*Aim of the exercise:* Copy the stretch of entries from the line that contains "query (the phrase naming what to segment): flower" through the line that contains "Return the outline of every instance of the flower", both included, word for word.

— start Provided material —

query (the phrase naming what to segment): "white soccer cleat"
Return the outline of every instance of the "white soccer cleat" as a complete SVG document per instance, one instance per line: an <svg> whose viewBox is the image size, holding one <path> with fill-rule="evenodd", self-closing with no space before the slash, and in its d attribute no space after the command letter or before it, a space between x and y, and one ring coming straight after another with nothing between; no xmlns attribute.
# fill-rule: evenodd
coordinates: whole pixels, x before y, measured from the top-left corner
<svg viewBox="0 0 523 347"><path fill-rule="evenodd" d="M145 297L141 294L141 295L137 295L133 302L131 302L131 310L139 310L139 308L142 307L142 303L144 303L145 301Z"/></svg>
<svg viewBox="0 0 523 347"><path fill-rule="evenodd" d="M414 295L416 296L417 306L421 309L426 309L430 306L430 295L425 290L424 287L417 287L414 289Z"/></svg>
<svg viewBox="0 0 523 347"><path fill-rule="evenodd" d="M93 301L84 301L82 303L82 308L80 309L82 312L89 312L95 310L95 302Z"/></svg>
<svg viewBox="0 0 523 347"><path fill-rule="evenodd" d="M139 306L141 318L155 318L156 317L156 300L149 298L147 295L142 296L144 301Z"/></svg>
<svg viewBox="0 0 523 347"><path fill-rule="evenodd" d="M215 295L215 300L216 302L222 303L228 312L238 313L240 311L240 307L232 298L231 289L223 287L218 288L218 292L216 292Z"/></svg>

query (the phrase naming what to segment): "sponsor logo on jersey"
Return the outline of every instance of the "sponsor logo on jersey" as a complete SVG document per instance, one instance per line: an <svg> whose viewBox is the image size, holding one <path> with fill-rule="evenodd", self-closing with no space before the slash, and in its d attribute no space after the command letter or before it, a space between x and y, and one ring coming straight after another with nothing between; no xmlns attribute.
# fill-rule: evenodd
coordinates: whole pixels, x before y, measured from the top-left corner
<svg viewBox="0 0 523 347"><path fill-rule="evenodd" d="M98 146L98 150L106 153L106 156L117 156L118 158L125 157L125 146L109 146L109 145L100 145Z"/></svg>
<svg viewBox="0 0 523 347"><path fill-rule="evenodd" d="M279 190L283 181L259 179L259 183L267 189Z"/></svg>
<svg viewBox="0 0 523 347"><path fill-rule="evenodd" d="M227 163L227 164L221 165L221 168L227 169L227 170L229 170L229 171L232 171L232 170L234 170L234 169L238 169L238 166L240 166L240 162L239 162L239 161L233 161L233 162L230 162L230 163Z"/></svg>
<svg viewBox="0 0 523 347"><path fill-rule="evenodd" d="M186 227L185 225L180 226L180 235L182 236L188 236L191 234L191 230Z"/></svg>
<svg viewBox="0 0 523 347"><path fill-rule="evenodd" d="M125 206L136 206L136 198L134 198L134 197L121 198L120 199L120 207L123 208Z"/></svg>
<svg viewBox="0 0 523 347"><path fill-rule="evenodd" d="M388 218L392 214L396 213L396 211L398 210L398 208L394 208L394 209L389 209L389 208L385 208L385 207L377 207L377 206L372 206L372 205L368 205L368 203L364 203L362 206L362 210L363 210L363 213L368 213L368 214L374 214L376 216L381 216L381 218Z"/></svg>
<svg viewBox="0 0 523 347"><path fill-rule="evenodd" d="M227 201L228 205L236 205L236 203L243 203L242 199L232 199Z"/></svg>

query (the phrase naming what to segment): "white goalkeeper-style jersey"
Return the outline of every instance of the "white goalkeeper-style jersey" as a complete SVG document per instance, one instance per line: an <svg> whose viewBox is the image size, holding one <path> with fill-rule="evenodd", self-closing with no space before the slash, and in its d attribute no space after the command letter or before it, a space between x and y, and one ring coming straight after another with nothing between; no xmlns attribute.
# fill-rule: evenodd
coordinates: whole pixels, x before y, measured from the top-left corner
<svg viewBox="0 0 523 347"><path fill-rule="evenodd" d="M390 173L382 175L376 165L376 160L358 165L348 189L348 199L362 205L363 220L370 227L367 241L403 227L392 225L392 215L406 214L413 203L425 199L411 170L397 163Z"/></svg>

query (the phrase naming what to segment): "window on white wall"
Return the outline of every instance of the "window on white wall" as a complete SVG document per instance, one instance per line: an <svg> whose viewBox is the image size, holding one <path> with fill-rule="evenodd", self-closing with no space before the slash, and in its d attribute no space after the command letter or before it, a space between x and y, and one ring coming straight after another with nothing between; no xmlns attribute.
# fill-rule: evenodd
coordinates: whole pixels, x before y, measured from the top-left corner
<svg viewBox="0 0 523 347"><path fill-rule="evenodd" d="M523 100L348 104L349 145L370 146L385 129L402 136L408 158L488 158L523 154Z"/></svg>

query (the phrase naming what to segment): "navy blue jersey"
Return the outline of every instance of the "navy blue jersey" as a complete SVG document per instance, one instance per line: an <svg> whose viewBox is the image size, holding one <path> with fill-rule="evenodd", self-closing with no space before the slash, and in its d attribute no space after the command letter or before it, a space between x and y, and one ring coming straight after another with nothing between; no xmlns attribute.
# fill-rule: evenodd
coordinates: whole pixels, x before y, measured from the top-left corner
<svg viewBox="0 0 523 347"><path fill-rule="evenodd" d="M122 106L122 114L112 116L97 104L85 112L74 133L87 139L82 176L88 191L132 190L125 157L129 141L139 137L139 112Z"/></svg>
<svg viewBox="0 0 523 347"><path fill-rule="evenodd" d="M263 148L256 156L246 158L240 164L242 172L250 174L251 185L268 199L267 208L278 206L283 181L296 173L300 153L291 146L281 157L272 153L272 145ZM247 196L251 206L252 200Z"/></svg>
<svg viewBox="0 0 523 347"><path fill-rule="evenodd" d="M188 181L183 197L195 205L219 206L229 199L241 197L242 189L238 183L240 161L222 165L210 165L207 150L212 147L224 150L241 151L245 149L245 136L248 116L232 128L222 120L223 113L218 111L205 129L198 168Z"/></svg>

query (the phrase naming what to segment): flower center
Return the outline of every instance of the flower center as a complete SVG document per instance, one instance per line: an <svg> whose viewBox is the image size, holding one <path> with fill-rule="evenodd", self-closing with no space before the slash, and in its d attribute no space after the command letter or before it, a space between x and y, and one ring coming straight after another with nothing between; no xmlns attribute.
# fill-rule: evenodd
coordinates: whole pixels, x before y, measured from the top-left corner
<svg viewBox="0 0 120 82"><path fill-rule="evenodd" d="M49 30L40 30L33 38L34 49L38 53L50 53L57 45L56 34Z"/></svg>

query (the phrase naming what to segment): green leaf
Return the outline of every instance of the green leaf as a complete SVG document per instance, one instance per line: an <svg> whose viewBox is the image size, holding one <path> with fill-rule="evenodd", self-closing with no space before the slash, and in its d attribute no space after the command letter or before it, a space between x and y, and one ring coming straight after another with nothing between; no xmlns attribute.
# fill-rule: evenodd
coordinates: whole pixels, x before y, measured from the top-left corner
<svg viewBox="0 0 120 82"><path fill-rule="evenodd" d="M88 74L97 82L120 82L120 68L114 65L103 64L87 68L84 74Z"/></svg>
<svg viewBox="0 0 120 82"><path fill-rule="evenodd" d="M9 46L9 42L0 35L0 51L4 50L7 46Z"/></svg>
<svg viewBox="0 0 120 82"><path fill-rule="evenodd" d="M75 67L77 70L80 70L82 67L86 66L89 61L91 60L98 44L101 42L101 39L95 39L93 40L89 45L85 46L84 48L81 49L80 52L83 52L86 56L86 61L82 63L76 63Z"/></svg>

— end Provided material —

*Completed exercise:*
query (the phrase naming what to segment): flower center
Return the outline of every instance of the flower center as a complete SVG document per instance, one instance per line: an <svg> whose viewBox is the image size, holding one <path> with fill-rule="evenodd", self-closing with no space before the slash, and in its d attribute no space after the command letter or before it, a space between x and y, and one ring coming straight after another with nothing between; no xmlns attribute.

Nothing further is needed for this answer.